── TASK INPUT

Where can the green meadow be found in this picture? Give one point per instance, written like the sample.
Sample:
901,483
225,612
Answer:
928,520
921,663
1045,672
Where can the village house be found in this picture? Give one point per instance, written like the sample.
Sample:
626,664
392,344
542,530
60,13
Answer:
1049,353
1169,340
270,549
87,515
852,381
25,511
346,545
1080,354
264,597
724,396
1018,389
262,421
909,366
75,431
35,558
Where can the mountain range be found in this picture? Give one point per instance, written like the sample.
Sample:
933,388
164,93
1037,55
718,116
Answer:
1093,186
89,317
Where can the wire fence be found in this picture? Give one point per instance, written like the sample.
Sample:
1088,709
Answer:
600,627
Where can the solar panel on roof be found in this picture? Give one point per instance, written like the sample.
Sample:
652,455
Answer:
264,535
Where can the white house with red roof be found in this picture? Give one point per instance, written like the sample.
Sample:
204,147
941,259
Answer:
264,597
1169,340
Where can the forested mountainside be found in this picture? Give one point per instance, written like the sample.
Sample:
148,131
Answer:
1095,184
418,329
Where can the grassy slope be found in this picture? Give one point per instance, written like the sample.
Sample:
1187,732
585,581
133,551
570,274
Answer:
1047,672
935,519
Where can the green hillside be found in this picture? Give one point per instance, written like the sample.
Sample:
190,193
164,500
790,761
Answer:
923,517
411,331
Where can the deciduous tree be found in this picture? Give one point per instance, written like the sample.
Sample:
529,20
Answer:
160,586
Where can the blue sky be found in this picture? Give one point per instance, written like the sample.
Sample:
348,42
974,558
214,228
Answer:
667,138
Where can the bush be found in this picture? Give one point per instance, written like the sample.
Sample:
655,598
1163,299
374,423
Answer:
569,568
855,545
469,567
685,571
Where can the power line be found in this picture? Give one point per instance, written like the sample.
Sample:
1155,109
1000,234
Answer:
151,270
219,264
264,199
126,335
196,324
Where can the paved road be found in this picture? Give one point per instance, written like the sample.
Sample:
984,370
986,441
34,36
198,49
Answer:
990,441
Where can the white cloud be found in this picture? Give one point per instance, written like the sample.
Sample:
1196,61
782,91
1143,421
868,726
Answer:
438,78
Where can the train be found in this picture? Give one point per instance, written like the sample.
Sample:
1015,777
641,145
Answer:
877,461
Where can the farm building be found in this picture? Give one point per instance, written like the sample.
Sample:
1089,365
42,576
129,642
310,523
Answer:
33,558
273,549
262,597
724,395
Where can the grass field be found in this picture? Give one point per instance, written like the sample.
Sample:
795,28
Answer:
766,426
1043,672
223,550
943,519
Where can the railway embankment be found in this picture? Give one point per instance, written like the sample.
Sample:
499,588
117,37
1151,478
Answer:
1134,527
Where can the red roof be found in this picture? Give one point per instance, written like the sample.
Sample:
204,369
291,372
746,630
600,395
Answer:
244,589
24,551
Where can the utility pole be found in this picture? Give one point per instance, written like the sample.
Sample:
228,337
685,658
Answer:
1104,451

────

## PROBLEM
Can you arrange the lines from the one containing "Where can the paved" through the last line, both included, as a JSON list of strings with one string per line and blank lines left out?

## CORRECT ANSWER
[
  "Where can the paved road be found in this picture? Give one point per instance, written like the sample.",
  "Sample:",
  "984,370",
  "986,441",
  "34,36",
  "198,49",
  "Answer:",
  "990,441",
  "Where can the white cloud be found in this picture? Give one point per instance, written like the sample.",
  "Sample:",
  "1196,61",
  "782,91",
  "1143,421",
  "868,726",
  "Answer:",
  "438,78",
  "Where can the train be found in this picture? Give one point per instance, written like the sample.",
  "Sample:",
  "1015,777",
  "641,145",
  "Answer:",
  "877,461",
  "Where can the farm building be found in this picture? Give one point per instance, written like the sample.",
  "Sample:",
  "1089,365",
  "42,576",
  "129,642",
  "310,523",
  "Answer:",
  "33,558",
  "273,549",
  "262,597",
  "724,395",
  "Where can the grass field be found in this picture? Give one point per instance, written like the sample.",
  "Sample:",
  "795,28",
  "Answer:",
  "766,426",
  "1043,672",
  "223,550",
  "943,519",
  "Where can the railway embankment be found in this picture? Give one point per instance, written like the sample.",
  "Sample:",
  "499,588",
  "117,37",
  "1151,478",
  "Answer:",
  "1134,527",
  "Where can the red roof be found in this picture? Give one point per instance, written like the sample.",
  "Sample:",
  "204,369",
  "291,372",
  "746,630",
  "600,395",
  "Answer:",
  "244,589",
  "24,551",
  "Where can the utility pole be found in this picture? Give one point per instance, written like the sample.",
  "Sample:",
  "228,337",
  "685,658",
  "Answer:",
  "1104,451"
]